Page.
Buttler: I hope it's a bluff. I think it would be worse if they actually believe it.
If Activision is bluffing - suggesting that no one will be able to compete with Warcraft - then why hasn't anyone done it yet? WOW has been around since 2004 and, frankly, they appear to be firmly entrenched without any serious competition.
That's a great question.
I think it's because no one has really launched a great product in the online gaming space yet other than WOW.
Look at all the stuff that has been launched and apply one simple bar - could you sell this at retail if you stripped out all the online components? In other words, is it a good game? I don't think that any other MMO could then stand...Or very few exceptions.
WOW is a good game. It has ramped up the last ten years of the MMO category and polished it really well and presented it as almost the closing chapter on those last ten years. But that doesn't mean that there aren't another ten years or another twenty years to come.
Saying WOW is the end of all things would be like saying Mario or The Sims or Madden or any other great franchise are the end of all things in their particular categories. There will always be new and great developments. In the games world, that's particularly true because technology evolves so much.
But wouldn't you say that having been the leader for so long automatically gives them an advantage? It is their game to lose, so to speak?
In many cases, the biggest obstacle to future success is current success.
If you look at Everquest, that's exactly what people thought. They thought you can't beat Everquest. If that logic applied, then EQII should be owning the market. As a matter of fact, Ultima Online should be ruling the market because they have a big advantage.

Aim 1.
In the interview about World of Warcraft, since what year has WOW been around?
Aim 2.
Translate this sentence from the interview about World of Warcraft into Spanish: "In many cases, the biggest obstacle to future success is current success."
Aim 3.
Extend the interview about World of Warcraft, picking up right after its final sentence.

Material provided.
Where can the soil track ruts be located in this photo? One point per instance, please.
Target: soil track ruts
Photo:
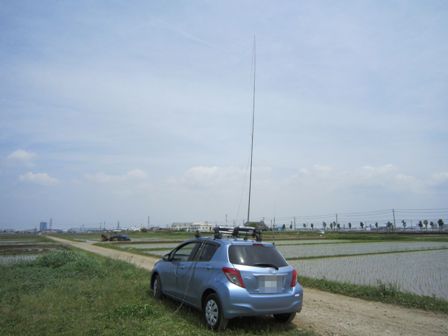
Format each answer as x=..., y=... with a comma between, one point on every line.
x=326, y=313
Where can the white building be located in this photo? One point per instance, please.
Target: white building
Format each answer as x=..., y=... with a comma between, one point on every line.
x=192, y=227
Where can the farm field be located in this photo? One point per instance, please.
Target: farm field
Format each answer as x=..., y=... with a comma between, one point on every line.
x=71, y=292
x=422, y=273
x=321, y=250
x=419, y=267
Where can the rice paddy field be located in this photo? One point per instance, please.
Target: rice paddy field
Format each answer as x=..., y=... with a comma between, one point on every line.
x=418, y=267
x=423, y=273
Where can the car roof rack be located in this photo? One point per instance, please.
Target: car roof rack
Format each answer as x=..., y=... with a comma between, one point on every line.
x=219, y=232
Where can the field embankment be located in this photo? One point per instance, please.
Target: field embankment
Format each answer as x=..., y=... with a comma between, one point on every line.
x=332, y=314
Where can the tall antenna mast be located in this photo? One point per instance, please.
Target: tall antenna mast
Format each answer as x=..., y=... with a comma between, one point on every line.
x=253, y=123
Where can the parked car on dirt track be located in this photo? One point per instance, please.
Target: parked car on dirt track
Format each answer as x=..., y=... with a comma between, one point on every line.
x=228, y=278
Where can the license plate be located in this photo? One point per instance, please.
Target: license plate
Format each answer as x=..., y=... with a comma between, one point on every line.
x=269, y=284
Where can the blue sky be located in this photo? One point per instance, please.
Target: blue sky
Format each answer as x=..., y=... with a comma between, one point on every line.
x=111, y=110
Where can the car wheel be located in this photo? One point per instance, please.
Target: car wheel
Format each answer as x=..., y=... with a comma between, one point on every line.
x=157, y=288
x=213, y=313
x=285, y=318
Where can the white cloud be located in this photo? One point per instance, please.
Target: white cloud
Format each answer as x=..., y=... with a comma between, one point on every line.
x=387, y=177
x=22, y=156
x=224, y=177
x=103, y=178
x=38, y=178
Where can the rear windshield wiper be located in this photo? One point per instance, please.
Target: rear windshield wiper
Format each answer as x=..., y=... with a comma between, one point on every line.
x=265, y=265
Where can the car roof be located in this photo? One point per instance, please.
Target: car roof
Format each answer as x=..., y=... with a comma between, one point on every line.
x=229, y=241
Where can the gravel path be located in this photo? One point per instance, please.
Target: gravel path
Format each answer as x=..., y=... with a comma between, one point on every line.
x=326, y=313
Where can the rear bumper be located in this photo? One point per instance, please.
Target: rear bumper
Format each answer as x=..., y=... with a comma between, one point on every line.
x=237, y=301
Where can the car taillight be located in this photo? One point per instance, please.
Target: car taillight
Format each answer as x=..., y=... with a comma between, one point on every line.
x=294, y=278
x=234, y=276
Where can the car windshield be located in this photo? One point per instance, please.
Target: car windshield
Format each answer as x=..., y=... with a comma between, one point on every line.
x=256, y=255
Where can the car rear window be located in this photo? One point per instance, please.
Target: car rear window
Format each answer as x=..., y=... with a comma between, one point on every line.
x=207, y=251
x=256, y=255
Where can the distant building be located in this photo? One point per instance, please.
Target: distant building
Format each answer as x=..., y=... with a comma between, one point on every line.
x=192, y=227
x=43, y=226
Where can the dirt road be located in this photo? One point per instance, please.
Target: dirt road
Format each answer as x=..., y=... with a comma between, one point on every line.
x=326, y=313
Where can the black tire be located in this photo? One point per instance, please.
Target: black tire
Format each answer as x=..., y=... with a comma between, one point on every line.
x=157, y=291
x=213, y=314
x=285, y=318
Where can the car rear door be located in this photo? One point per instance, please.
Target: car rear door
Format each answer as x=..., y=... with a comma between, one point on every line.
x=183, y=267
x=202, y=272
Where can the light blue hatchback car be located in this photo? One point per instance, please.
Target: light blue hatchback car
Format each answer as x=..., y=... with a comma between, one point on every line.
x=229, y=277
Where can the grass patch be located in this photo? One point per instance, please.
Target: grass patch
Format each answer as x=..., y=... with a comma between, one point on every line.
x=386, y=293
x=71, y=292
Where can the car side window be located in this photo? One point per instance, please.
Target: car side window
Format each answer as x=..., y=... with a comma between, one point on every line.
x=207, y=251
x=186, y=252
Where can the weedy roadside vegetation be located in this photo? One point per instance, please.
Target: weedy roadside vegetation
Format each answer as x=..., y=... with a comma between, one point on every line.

Right answer 1.
2004

Right answer 2.
En muchos casos, el mayor obstáculo para el éxito futuro es el éxito actual.

Right answer 3.
But all those games - Ultimate Online, Everquest and WOW - are essentially built in the old paradigm of a static, single device game where you take your entire development risk - or a huge development risk - up front and then you cross your fingers.
I think what the future will hold, and what we are trying to enable, are dynamic game worlds that can always improve and that really use the full capability of server-based architecture that can learn from success and failure after you launch. In other words, we try to entirely step out of the box that has restricted innovation.
I think it is really important to point out that we are not trying to compete with WOW or clone it - in my mind that would be boring and it would be creatively constraining, and I also think it would be massively limiting the amount of risk and innovation we are willing to introduce.
We don't see this as a zero-sum game where you can only have WOW and nothing else. We think that server-based games are a category that goes far beyond MMOs. It is a category that all videogames will move into - all games of today that are still basically client-based will become server-based because it gives you so many advantages.